Task: Which lines of the data below contain the string "window"? Pick out each one and copy it in full, treating uppercase and lowercase as different.

Given entries:

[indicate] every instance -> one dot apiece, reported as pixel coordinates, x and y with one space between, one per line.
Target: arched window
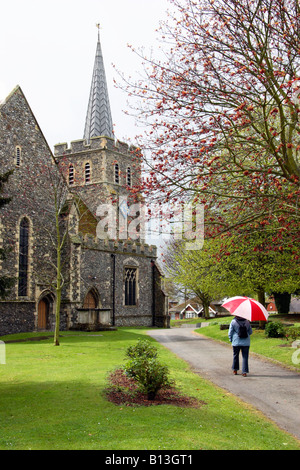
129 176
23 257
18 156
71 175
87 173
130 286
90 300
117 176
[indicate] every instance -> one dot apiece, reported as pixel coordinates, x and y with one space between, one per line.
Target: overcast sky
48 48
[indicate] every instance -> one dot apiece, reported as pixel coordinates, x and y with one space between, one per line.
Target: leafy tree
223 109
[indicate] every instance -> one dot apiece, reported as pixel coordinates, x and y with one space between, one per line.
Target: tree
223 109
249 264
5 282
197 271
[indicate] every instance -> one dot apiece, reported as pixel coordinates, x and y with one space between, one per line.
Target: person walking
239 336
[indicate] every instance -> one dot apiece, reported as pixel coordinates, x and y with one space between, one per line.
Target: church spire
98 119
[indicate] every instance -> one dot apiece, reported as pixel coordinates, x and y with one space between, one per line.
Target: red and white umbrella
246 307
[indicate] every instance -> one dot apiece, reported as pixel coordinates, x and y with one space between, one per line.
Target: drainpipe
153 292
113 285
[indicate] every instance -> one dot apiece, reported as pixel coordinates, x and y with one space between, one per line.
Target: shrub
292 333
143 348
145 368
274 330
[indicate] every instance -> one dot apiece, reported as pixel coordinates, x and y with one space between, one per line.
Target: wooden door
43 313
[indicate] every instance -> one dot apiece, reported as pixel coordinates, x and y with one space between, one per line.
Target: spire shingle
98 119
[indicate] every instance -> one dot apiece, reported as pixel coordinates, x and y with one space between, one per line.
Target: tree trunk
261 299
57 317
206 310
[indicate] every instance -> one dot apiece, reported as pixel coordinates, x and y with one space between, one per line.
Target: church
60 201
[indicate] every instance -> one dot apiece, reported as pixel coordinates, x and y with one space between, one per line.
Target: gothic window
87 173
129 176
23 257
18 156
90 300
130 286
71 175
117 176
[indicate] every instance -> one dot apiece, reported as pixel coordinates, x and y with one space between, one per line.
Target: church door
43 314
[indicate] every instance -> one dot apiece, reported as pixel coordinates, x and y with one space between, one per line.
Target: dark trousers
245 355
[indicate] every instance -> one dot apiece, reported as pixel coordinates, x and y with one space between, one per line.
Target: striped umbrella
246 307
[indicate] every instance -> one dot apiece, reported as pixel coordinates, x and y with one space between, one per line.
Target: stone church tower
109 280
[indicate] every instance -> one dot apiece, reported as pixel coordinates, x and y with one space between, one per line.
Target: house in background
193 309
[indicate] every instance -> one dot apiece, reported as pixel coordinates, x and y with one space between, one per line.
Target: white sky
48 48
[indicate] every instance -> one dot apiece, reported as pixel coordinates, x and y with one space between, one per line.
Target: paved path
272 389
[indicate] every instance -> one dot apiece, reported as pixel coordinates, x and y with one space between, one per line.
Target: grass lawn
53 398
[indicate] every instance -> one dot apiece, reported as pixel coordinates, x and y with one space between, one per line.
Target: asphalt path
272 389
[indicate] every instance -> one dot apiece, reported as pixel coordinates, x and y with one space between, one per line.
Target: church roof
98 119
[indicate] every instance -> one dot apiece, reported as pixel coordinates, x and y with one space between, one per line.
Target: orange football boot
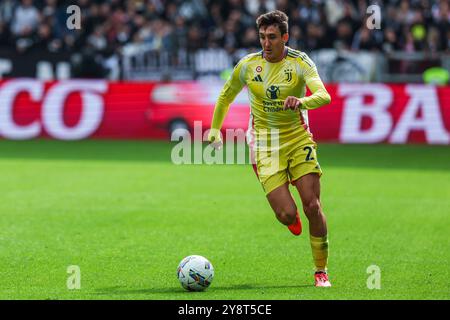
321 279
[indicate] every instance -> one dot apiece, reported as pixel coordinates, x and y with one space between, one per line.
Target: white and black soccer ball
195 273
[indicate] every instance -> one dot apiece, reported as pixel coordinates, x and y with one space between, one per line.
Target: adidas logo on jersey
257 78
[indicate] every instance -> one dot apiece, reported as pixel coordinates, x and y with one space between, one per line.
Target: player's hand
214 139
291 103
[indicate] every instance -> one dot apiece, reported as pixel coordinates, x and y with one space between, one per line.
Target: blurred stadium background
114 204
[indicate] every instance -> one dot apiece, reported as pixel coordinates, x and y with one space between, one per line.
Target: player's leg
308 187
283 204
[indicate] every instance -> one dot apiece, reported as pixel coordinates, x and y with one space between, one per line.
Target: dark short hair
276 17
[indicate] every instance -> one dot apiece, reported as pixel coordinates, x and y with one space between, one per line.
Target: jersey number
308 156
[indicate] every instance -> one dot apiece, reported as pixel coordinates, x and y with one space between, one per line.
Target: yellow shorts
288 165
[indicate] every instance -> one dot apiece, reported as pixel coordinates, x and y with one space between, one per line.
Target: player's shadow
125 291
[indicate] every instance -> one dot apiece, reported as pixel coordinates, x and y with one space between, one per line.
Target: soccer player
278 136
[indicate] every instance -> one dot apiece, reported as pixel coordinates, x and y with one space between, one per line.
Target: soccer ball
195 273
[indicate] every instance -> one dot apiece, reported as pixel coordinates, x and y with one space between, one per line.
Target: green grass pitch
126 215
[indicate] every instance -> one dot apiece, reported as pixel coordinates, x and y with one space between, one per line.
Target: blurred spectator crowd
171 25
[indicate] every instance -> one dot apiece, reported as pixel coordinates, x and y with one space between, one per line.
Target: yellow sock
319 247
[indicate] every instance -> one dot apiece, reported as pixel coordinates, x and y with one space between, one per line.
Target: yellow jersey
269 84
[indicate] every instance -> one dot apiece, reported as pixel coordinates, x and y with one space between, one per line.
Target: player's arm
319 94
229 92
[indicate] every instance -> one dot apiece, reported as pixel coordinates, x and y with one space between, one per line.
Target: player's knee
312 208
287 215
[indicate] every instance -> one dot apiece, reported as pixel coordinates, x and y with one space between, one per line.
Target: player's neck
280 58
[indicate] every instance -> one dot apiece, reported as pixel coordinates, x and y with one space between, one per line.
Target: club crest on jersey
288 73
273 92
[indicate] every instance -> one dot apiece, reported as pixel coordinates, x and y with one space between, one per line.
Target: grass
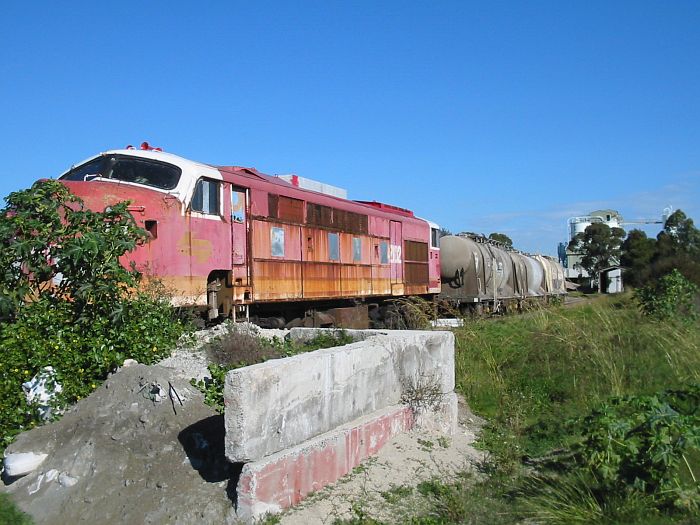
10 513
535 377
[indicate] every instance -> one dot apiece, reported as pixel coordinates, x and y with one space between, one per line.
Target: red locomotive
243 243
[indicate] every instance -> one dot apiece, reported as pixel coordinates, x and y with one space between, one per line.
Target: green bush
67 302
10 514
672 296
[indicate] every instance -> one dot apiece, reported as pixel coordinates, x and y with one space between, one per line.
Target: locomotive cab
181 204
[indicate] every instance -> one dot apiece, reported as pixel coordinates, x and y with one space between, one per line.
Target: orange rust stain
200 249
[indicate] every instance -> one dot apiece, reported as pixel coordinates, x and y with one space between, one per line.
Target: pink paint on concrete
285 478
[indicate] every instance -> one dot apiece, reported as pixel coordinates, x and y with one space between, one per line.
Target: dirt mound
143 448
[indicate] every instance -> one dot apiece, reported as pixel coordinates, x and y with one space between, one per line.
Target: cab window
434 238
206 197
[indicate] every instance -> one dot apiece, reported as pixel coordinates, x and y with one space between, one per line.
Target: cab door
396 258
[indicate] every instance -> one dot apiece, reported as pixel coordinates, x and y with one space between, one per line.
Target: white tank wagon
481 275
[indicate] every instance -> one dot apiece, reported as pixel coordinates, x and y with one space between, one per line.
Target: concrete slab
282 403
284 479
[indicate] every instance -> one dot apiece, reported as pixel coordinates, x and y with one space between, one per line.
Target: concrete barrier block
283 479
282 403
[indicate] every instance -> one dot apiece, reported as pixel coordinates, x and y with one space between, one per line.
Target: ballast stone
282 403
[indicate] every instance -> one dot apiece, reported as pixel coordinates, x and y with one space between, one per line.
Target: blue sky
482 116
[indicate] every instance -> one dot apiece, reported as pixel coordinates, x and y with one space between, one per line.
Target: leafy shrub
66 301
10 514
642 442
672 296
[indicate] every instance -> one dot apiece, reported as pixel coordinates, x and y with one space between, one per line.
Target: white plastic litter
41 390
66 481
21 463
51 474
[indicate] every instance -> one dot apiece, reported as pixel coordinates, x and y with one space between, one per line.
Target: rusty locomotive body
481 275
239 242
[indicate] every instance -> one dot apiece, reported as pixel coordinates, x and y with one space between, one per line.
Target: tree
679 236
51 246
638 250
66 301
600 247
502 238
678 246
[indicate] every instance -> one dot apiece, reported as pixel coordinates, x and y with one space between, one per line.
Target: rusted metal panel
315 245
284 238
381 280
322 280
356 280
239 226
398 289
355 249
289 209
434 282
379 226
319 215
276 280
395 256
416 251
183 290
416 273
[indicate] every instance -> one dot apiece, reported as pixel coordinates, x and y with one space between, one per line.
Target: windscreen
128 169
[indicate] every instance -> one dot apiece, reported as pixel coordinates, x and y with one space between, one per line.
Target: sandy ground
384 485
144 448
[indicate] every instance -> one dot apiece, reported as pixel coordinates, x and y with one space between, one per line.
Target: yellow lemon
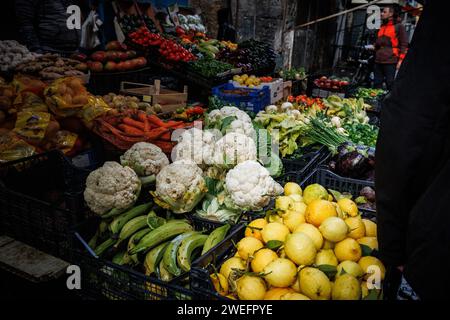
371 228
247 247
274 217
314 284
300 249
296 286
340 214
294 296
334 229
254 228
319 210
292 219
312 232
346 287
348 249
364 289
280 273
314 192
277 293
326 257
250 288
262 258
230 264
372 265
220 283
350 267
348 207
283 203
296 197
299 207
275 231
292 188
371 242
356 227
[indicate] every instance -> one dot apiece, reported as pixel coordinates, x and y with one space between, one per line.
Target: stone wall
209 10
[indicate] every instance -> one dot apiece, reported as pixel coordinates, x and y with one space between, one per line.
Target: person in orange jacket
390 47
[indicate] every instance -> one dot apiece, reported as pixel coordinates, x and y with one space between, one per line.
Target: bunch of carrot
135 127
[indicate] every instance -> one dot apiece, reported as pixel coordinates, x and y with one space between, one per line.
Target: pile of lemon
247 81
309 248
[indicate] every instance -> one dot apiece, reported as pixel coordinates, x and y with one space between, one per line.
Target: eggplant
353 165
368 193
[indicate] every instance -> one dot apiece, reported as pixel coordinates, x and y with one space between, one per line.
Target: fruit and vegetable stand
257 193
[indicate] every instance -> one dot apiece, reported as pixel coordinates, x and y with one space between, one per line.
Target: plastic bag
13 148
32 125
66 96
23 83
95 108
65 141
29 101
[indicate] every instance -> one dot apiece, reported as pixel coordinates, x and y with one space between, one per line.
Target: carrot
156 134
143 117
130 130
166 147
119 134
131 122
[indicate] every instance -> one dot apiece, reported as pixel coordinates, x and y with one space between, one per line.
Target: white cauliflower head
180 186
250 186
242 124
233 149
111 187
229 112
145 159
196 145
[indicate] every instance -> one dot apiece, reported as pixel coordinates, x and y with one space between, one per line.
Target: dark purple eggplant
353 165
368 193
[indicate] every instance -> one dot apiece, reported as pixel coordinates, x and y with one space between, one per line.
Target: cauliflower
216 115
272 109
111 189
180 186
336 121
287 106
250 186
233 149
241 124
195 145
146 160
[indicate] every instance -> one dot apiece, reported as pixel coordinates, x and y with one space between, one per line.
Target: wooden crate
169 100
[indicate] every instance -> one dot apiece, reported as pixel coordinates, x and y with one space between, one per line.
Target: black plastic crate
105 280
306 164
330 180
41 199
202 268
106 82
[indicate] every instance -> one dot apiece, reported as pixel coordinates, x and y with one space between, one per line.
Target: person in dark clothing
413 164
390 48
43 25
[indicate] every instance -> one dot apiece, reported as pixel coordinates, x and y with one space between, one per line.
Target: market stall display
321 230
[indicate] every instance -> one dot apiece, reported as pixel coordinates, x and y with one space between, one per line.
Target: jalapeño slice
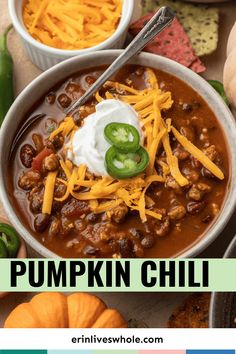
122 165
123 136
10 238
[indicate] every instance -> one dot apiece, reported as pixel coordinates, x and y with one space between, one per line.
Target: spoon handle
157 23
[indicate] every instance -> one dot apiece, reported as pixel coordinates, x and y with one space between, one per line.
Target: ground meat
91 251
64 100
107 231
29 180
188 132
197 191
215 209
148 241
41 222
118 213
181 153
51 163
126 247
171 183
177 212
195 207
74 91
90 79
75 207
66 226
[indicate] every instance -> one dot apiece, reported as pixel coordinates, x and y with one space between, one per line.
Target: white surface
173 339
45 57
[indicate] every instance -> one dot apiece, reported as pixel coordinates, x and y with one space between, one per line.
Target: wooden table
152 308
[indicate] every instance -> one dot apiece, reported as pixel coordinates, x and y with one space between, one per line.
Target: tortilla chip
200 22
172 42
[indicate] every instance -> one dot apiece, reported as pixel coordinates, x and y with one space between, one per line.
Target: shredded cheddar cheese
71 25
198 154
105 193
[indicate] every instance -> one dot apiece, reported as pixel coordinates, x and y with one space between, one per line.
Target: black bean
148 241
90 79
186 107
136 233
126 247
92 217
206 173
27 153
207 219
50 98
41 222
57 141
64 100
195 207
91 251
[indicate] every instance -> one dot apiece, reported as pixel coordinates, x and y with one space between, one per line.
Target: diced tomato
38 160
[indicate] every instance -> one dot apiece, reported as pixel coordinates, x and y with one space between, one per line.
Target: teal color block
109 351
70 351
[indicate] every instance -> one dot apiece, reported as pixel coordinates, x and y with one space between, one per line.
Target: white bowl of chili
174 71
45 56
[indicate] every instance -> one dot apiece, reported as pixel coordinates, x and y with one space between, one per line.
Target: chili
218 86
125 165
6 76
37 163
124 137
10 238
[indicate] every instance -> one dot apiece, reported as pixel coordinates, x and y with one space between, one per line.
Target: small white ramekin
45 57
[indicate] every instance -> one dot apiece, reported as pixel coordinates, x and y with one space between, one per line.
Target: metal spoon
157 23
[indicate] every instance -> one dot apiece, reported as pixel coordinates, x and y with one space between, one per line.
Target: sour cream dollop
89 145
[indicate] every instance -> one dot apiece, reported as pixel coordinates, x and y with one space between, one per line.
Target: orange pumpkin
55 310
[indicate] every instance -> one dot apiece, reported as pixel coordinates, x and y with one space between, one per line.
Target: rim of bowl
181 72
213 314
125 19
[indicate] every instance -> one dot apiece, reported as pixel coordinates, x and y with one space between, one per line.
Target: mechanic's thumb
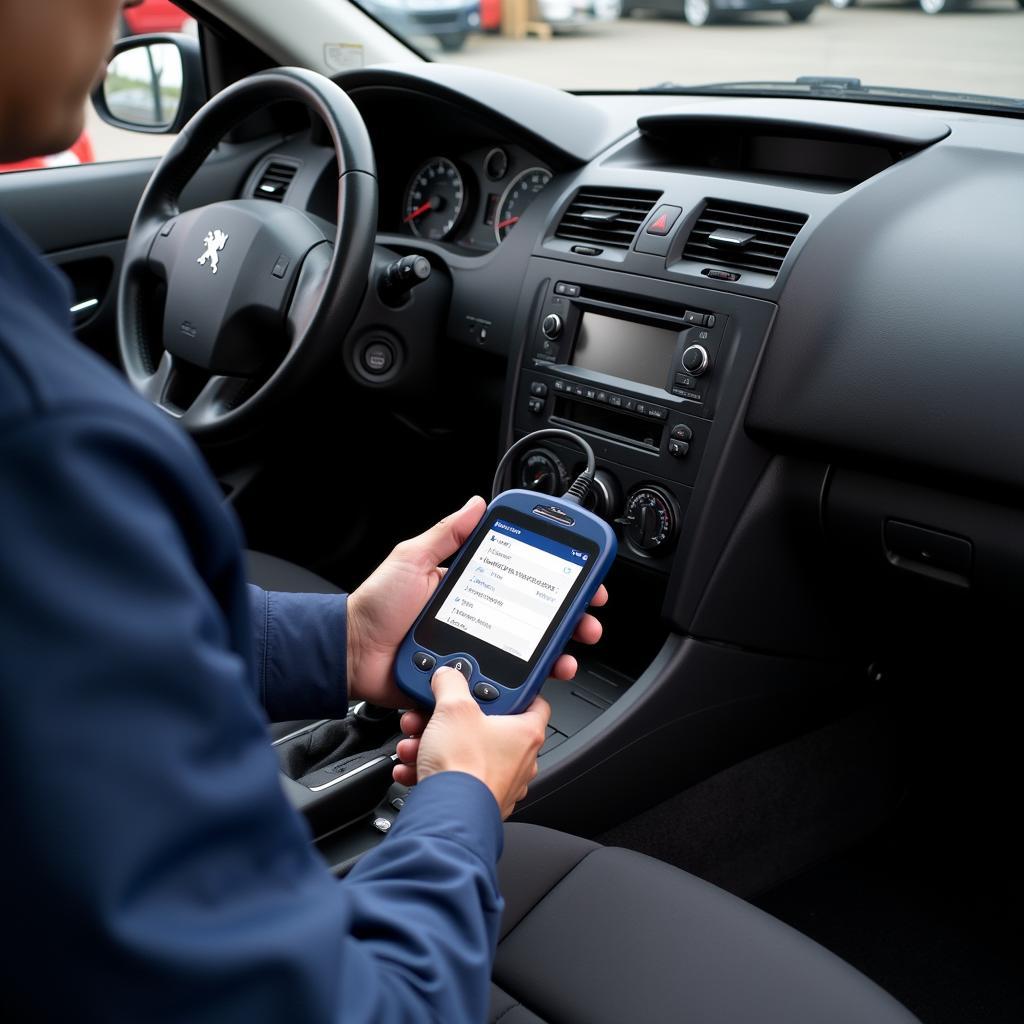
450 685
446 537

Task solution:
Target: arched window
Target: gothic window
Target: cab window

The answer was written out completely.